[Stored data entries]
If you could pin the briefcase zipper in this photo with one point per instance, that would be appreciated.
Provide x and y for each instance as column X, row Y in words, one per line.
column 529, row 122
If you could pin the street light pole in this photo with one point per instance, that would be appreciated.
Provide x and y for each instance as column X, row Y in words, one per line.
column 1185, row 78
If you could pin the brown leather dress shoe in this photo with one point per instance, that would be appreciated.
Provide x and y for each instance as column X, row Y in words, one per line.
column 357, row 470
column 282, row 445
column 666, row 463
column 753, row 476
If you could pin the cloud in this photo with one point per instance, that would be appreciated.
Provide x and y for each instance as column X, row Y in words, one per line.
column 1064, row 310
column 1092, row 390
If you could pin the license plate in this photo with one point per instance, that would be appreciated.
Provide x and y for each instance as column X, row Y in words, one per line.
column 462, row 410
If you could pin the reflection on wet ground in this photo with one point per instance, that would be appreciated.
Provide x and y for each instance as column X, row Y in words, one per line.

> _YOUR TASK_:
Update the data above by changing every "one point per instance" to "a single point per instance". Leave all other text as it is.

> _TASK OUTPUT_:
If you could pin the briefcase zipper in this photo with a single point per instance, that would be appreciated.
Provide x and y for each instance as column X, row Y in words, one per line.
column 529, row 122
If you could pin the street light pole in this photo with a single point per instance, that would be appreciated.
Provide x and y for each instance as column X, row Y in words, one per line.
column 1185, row 78
If you could pin the brown leather dress shoe in this photo with a single point per instance, that would be appreciated.
Provide x and y for each instance as column X, row Y in words, one per line.
column 357, row 470
column 282, row 445
column 666, row 463
column 753, row 476
If you could pin the cloud in this photo with a single point per instance, that would be appreciated.
Provide x and y for each instance as column X, row Y in words, one per line.
column 1064, row 310
column 1092, row 390
If you could pin the license plate in this photo with a single point per instance, that would be appreciated.
Provide x and y for each instance as column X, row Y in words, one per line.
column 462, row 410
If you could pin the reflection on wet ground in this photo with a single point per instance, that would be appreciated.
Provide x and y for each instance as column X, row Y in words, one per line.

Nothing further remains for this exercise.